__Record set__

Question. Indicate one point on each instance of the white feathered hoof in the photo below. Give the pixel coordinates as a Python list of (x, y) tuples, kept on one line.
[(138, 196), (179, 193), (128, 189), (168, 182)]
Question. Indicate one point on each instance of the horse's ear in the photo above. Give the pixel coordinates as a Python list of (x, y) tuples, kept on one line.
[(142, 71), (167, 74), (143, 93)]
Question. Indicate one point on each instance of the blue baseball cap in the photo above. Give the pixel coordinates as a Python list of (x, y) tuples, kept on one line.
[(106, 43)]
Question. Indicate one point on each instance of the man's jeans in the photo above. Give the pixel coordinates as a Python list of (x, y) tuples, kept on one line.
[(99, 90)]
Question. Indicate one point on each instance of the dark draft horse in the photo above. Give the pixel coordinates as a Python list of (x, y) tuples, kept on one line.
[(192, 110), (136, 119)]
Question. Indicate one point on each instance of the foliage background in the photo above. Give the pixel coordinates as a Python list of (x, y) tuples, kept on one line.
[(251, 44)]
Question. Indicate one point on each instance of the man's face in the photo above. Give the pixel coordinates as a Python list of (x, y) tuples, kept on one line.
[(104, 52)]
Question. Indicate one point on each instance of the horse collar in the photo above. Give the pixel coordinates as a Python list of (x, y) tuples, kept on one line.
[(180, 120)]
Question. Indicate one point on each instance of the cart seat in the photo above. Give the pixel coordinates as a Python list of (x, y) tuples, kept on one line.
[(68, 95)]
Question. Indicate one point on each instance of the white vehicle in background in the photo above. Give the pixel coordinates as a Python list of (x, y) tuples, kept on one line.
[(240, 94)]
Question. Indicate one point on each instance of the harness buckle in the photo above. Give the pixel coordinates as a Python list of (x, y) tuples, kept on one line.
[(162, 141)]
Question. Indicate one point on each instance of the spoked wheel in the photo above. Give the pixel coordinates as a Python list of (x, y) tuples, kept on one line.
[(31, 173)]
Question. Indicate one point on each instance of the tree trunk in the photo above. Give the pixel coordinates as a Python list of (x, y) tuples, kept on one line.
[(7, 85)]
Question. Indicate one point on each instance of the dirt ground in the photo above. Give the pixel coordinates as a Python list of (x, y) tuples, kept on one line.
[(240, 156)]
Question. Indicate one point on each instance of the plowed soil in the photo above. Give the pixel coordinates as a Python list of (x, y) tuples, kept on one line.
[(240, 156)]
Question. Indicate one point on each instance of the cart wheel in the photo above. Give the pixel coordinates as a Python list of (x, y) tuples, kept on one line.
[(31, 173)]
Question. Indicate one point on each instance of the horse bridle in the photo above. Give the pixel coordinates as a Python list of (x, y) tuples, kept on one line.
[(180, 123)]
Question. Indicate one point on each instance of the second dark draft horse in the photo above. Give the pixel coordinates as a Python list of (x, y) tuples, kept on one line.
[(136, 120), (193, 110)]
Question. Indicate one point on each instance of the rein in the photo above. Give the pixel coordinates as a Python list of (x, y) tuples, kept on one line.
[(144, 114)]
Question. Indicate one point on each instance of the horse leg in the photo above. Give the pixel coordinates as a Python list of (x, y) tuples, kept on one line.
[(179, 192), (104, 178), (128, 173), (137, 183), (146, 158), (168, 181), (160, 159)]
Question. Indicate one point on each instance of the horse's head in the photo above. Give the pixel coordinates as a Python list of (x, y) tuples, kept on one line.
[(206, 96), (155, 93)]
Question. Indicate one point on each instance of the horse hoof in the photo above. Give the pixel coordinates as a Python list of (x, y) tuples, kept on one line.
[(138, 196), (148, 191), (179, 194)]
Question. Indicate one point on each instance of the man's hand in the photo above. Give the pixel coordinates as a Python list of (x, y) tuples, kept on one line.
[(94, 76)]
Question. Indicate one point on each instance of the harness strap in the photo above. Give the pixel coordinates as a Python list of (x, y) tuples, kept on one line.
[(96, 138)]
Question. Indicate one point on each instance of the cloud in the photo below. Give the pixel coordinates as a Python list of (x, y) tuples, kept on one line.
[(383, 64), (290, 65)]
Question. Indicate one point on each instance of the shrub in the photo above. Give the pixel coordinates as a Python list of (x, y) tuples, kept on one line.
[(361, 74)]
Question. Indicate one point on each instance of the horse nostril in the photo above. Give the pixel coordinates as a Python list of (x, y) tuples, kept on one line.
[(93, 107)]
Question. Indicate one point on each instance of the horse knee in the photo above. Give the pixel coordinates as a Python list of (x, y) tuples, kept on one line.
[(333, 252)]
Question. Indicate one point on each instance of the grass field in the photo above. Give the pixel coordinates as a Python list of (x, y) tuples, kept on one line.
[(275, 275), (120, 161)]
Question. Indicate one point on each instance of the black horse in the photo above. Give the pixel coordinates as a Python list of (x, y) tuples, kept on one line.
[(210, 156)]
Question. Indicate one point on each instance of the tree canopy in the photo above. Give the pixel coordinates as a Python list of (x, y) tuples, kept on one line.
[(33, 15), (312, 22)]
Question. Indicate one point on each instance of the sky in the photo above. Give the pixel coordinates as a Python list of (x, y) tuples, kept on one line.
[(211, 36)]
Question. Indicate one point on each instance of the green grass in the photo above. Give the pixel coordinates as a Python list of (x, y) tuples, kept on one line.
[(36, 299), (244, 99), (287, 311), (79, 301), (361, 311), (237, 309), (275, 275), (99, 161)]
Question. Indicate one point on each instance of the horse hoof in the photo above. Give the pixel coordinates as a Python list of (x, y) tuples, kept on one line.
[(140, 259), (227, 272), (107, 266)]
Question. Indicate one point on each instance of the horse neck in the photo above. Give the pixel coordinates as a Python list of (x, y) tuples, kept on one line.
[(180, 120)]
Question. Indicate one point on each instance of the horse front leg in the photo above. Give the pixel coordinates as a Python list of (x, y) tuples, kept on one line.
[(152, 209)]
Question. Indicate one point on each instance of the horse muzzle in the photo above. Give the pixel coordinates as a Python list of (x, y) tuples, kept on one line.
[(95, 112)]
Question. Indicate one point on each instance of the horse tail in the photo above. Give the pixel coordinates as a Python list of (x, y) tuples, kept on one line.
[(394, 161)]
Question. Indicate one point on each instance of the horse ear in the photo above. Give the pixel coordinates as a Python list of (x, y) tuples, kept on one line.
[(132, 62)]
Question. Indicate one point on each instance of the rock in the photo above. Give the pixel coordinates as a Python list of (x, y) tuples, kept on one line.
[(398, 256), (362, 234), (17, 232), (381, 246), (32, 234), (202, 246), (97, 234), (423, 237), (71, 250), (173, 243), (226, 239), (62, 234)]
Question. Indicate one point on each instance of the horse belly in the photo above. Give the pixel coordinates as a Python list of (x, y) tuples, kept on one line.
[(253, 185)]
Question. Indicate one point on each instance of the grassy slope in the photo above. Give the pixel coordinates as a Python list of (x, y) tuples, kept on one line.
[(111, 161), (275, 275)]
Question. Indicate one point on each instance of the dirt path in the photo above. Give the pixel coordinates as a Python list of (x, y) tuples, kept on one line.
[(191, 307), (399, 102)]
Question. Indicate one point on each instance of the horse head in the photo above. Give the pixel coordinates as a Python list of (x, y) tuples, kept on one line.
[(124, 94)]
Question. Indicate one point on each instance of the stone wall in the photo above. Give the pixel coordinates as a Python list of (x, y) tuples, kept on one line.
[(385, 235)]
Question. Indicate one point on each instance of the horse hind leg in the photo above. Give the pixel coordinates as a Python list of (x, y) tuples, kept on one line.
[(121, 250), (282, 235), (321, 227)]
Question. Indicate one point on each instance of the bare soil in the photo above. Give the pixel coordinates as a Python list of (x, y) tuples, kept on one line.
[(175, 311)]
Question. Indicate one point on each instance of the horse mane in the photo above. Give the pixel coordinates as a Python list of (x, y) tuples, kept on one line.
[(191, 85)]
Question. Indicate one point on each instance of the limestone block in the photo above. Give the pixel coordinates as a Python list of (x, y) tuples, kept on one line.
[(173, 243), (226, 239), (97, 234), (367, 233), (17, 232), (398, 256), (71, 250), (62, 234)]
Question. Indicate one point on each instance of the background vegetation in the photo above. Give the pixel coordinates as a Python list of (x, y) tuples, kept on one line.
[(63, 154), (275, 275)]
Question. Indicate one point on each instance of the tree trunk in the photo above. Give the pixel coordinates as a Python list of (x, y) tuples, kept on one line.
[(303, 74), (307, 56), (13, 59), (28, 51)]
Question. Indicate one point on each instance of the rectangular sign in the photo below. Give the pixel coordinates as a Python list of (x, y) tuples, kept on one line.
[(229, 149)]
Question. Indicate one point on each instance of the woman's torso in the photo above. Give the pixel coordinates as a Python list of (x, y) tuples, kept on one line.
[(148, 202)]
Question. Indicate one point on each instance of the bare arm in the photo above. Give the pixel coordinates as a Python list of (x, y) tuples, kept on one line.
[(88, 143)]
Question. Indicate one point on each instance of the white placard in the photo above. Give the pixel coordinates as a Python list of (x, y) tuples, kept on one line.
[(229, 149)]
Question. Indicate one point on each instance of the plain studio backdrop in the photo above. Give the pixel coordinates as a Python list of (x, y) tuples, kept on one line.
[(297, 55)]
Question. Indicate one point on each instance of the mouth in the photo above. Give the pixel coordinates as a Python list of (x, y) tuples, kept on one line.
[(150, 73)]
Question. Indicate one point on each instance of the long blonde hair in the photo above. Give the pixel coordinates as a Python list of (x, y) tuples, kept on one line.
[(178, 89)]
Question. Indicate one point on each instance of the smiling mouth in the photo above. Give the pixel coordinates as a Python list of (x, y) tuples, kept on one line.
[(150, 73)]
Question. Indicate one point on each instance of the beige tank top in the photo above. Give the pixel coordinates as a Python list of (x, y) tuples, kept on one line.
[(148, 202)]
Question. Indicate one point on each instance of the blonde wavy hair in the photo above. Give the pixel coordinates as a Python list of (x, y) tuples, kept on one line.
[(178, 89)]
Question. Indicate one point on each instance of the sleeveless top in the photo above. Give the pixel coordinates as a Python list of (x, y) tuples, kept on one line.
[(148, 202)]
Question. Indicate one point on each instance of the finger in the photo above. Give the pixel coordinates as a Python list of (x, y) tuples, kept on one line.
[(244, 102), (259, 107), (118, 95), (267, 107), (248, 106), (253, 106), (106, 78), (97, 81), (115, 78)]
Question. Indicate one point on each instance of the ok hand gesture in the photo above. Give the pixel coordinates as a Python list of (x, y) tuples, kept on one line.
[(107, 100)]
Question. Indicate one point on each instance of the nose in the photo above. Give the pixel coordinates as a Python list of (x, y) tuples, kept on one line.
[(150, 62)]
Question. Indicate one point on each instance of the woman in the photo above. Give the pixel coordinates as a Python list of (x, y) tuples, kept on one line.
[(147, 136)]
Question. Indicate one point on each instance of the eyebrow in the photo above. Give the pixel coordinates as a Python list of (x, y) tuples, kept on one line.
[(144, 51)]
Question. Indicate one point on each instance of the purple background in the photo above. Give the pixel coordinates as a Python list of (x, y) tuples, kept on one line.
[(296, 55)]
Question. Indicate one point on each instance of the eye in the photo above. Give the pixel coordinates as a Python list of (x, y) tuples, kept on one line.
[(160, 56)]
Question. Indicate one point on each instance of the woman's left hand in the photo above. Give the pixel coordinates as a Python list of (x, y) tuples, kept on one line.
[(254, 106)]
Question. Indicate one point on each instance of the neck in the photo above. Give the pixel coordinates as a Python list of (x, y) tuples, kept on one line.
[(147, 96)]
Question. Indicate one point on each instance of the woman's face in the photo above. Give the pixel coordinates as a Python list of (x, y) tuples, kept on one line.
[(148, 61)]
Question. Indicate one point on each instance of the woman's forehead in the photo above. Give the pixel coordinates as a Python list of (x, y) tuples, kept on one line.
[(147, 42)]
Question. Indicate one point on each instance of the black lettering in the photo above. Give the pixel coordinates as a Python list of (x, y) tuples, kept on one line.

__Work to be completed__
Only the lines from the one that holds "Question. Indicate one point on each instance of the nose" through the end of the records should appear in the answer, each restated exactly.

__Exercise solution__
Question. Indicate one point on each instance of the nose in the photo above. Give the pixel coordinates as a Python list of (x, y) tuples, kept on one line.
[(150, 62)]
Question. Indicate one point on each instance of the woman in the photo above. Give the pixel coordinates as a Python list of (x, y) tuples, kept on one line.
[(147, 136)]
Question. Indicate one point on each instance of the eyebrow in the photo above. Give the pixel coordinates as a Python list of (x, y) tuples, kept on one line.
[(144, 51)]
Question. Indicate one point on each instance of the purple background in the photo above. Give the pixel coordinates as a Python list of (x, y) tuples, kept on one line.
[(296, 55)]
Question. Indicate one point on each instance of the eye in the photo above. Give the pixel coordinates as a Python list of (x, y) tuples, kept on one line.
[(160, 56)]
Question. Indicate one point on each instance of the woman's left hand in the photo above. Give the pixel coordinates as a Python list of (x, y) tuples, kept on one line.
[(254, 106)]
Question. Indicate one point on each instance of the neck in the photo above. Give the pixel coordinates as a Python list of (x, y) tuples, kept on one line.
[(147, 96)]
Question. Indicate one point on each instance of the woman's face in the photo above. Give the pixel coordinates as a Python list of (x, y) tuples, kept on one line.
[(148, 61)]
Question. Indicate one point on each instance of the woman's forehead in the photo above. Give the pixel coordinates as a Python list of (x, y) tuples, kept on one line.
[(147, 42)]
Question. Indicate one point on each instance of the black lettering in the photo above. Give the pixel coordinates as a Python list of (x, y) tuples, kept on one line.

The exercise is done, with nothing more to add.